_Your instructions_
Render each line of the material below as a string in a JSON list, one string per line, leaving out blank lines.

--- begin ---

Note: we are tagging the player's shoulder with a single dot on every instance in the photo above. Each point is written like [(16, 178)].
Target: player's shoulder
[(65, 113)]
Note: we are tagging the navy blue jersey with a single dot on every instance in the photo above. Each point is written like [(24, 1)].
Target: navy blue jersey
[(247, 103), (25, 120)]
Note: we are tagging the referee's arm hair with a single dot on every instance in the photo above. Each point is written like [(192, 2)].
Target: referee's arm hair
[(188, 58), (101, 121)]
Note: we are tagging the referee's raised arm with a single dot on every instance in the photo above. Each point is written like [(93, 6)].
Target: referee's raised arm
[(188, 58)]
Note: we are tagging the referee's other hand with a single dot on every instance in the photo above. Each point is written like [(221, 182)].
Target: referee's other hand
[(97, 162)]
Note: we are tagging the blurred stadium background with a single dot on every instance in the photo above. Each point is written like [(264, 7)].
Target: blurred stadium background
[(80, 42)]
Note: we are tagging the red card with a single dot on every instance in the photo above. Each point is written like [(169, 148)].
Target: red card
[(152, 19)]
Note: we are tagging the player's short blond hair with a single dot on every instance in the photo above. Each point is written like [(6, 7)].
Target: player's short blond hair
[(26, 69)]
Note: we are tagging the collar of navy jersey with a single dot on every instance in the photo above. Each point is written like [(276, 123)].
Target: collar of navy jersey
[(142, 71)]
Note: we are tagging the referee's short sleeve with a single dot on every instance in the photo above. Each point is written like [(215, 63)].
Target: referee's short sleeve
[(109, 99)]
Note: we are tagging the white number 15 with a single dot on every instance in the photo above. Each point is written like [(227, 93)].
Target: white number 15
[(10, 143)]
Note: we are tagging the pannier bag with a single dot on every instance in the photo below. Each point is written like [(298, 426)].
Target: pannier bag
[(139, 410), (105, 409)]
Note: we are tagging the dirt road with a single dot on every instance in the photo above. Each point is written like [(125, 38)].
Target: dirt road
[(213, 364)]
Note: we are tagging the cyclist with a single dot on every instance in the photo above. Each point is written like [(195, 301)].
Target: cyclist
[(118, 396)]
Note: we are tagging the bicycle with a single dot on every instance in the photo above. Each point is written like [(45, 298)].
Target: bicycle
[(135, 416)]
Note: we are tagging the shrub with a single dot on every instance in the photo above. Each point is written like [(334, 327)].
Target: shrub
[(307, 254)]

--- end ---

_Correct output_
[
  "Note: we are tagging the player's shoulder with a single dot on every instance in the photo above. Each point is written like [(16, 178)].",
  "Target: player's shoulder",
  "[(65, 113)]",
  "Note: we are tagging the navy blue jersey with a single dot on every instance in the photo above. Each point is written like [(24, 1)].",
  "Target: navy blue jersey",
  "[(247, 103), (25, 120)]",
  "Note: we are tagging the referee's arm hair with a single dot on every instance in the photo above. Each point is written like [(192, 2)].",
  "Target: referee's arm hair",
  "[(188, 58), (101, 121)]",
  "Note: we are tagging the referee's raised arm with a single dot on every instance in the photo above. Each point is written like [(93, 6)].",
  "Target: referee's raised arm",
  "[(188, 58)]",
  "Note: we are tagging the referee's other hand with a single dot on every instance in the photo above. Each point is written like [(221, 182)].",
  "Target: referee's other hand",
  "[(97, 162)]",
  "Note: we are tagging the blurred stadium background with a single dot on every instance in the photo above. Each point is written like [(264, 7)].",
  "Target: blurred stadium background",
  "[(80, 42)]",
  "Note: we are tagging the red card with a single dot on every instance in the photo above. Each point is written like [(169, 148)].",
  "Target: red card",
  "[(152, 19)]",
  "Note: we are tagging the player's short blond hair with a single dot on every instance in the photo above. Each point is written like [(6, 7)].",
  "Target: player's short blond hair",
  "[(26, 69)]",
  "Note: we are tagging the collar of navy jersey with a single dot on every instance in the photo above. Each point is written like [(276, 123)].",
  "Target: collar of navy jersey",
  "[(142, 71)]",
  "Note: we are tagging the referee's short sleeve with a single dot on every instance in the photo above. Each point is written like [(215, 63)].",
  "Target: referee's short sleeve",
  "[(109, 99)]",
  "Note: we are tagging the white number 15 with a single dot on every instance in the photo above. Each point is written like [(227, 93)].",
  "Target: white number 15",
  "[(10, 143)]",
  "Note: we are tagging the pannier bag with a single dot on every instance in the photo below. Each point is written like [(298, 426)].",
  "Target: pannier bag",
  "[(139, 410), (105, 409)]",
  "Note: we are tagging the dirt road with a single dot on every instance in the photo above. Each point is written like [(125, 38)].",
  "Target: dirt road",
  "[(213, 364)]",
  "Note: we are tagging the cyclist with a single dot on every instance in the photo above. Each point is written like [(195, 301)].",
  "Target: cyclist",
  "[(118, 396)]",
  "Note: we are tagging the bicycle with a single dot on every instance in the photo above. Each point is written like [(45, 298)].",
  "Target: bicycle",
  "[(135, 416)]",
  "Note: we are tagging the shrub with a single dot on every instance in the photo above. Each point is written like [(334, 327)].",
  "Target: shrub",
  "[(307, 254)]"
]